» Directive: Copy every one of the entries below, reproducing each line precisely.

-- BEGIN Records provided --

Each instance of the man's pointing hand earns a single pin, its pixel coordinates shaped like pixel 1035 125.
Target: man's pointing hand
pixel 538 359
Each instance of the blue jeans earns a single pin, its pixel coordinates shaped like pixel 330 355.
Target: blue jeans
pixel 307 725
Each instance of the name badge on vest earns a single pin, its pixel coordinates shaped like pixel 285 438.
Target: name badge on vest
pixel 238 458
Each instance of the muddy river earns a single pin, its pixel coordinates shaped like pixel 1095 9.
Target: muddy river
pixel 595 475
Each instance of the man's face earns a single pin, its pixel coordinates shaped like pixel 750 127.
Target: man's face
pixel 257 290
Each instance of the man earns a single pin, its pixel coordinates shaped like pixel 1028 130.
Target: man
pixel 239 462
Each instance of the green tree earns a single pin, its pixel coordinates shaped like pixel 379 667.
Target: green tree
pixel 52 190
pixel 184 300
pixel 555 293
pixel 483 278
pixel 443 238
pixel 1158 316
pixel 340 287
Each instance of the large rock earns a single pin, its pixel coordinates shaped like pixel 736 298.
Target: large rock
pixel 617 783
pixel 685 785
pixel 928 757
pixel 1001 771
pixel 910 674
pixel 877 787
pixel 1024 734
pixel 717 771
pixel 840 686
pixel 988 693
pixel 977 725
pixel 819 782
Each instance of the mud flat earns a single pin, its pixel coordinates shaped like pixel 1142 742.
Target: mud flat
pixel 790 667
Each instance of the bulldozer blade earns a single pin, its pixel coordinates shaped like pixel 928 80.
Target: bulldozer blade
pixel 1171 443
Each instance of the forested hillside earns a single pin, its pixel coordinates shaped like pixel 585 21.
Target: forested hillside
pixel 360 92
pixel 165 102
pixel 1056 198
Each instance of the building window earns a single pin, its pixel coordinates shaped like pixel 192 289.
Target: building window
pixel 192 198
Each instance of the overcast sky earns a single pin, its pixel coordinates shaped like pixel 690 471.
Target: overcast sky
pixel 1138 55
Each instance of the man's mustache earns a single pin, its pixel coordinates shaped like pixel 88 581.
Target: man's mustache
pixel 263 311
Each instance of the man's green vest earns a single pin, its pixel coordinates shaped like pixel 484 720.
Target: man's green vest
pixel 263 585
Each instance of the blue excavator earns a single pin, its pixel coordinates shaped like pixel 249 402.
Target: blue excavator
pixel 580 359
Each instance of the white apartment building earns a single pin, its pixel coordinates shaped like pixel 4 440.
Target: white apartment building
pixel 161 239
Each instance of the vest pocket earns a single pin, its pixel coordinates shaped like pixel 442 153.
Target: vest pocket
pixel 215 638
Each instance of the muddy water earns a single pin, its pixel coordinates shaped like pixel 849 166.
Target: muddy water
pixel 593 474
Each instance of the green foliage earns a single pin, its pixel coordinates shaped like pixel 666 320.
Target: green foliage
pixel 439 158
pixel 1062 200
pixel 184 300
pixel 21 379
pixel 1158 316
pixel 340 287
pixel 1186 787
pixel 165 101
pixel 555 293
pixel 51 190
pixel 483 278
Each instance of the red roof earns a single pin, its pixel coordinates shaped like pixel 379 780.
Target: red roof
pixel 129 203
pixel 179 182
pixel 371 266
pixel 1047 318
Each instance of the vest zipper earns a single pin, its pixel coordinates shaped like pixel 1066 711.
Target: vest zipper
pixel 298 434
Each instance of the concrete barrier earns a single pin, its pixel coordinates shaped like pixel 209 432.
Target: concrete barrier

-- END Records provided --

» Solution to this problem:
Each instance of the man's pointing hand earns a single pin, its pixel coordinates shaped like pixel 1035 125.
Target: man's pointing hand
pixel 538 359
Each instance of the blue jeans earns a single pin, its pixel coordinates shaped like pixel 330 355.
Target: blue jeans
pixel 307 725
Each instance of the name badge on vest earns a single pin, its pixel coordinates shaped like pixel 285 438.
Target: name badge on vest
pixel 238 458
Each instance of the muddy river earns a single pin, its pixel coordinates shaped like pixel 1095 9.
Target: muddy river
pixel 595 475
Each instance of the man's face earns a single pin, its pixel coordinates shaped like pixel 750 127.
Target: man's face
pixel 257 290
Each instance of the man earns a single pin, its pixel coordinates shaped like pixel 1028 130.
Target: man
pixel 239 462
Each instance of the green tree earns a single pin, its pixel coordinates shaped like pixel 379 667.
Target: green tree
pixel 52 190
pixel 184 300
pixel 555 293
pixel 483 278
pixel 443 238
pixel 1158 316
pixel 340 287
Each instance of the large rock earns a single pin, its pixel coordinates shaped like pixel 736 298.
Target: large rock
pixel 617 783
pixel 685 785
pixel 928 757
pixel 1001 771
pixel 910 674
pixel 877 787
pixel 1024 734
pixel 717 771
pixel 840 686
pixel 988 693
pixel 977 725
pixel 819 782
Each instance of the mud flat earns a single pin, its pixel coordinates shaped like pixel 1142 742.
Target: mud flat
pixel 790 667
Each instance of the bulldozer blade earns a single pin, its pixel coordinates shaped like pixel 928 80.
Target: bulldozer blade
pixel 1171 443
Each instance of the forested hillside earns a single pin, its pixel coordinates shaped like pixel 585 21.
Target: forested hillside
pixel 360 92
pixel 165 102
pixel 1056 198
Each instance of the building window earns a single pin, its pixel coordinates shaped like pixel 192 289.
Target: building window
pixel 192 198
Each instance of the overcast sky earns a single pin, its pixel coordinates shaped like pixel 690 471.
Target: overcast sky
pixel 1138 55
Each instance of the man's mustache earns a single pin, its pixel coordinates shaped like pixel 88 581.
Target: man's mustache
pixel 263 311
Each instance of the man's green vest earns a single pin, its pixel coordinates shaped like pixel 484 720.
Target: man's green vest
pixel 263 585
Each instance of the blue excavator earns a single pin, its pixel coordinates shaped like pixel 249 402.
Target: blue excavator
pixel 580 359
Each instance of the white apartment building earns a single pin, its pixel coordinates shaped like pixel 4 440.
Target: white apartment building
pixel 161 239
Each instance of the vest pocket earns a single pin, its pixel coordinates shaped like pixel 442 153.
Target: vest pocket
pixel 215 638
Each instance of the muddy water earns a single pin, its pixel coordinates shaped like pixel 849 166.
Target: muddy water
pixel 593 474
Each instance of the green foliage earns a single pin, its pixel coordinates shaped like pixel 666 320.
Target: green foliage
pixel 439 158
pixel 1062 200
pixel 184 300
pixel 21 379
pixel 1158 316
pixel 340 287
pixel 1186 787
pixel 165 101
pixel 555 293
pixel 51 190
pixel 483 278
Each instance of the red roof earns a single pin, its pixel coordinates shaped like pixel 379 780.
Target: red roof
pixel 129 203
pixel 179 182
pixel 371 266
pixel 1047 318
Each instance of the vest zipper earns a single pin, its pixel coordinates shaped like pixel 1066 711.
Target: vest zipper
pixel 298 434
Each instance of the concrete barrier earns a single pin, its pixel coordinates shaped like pixel 209 432.
Target: concrete barrier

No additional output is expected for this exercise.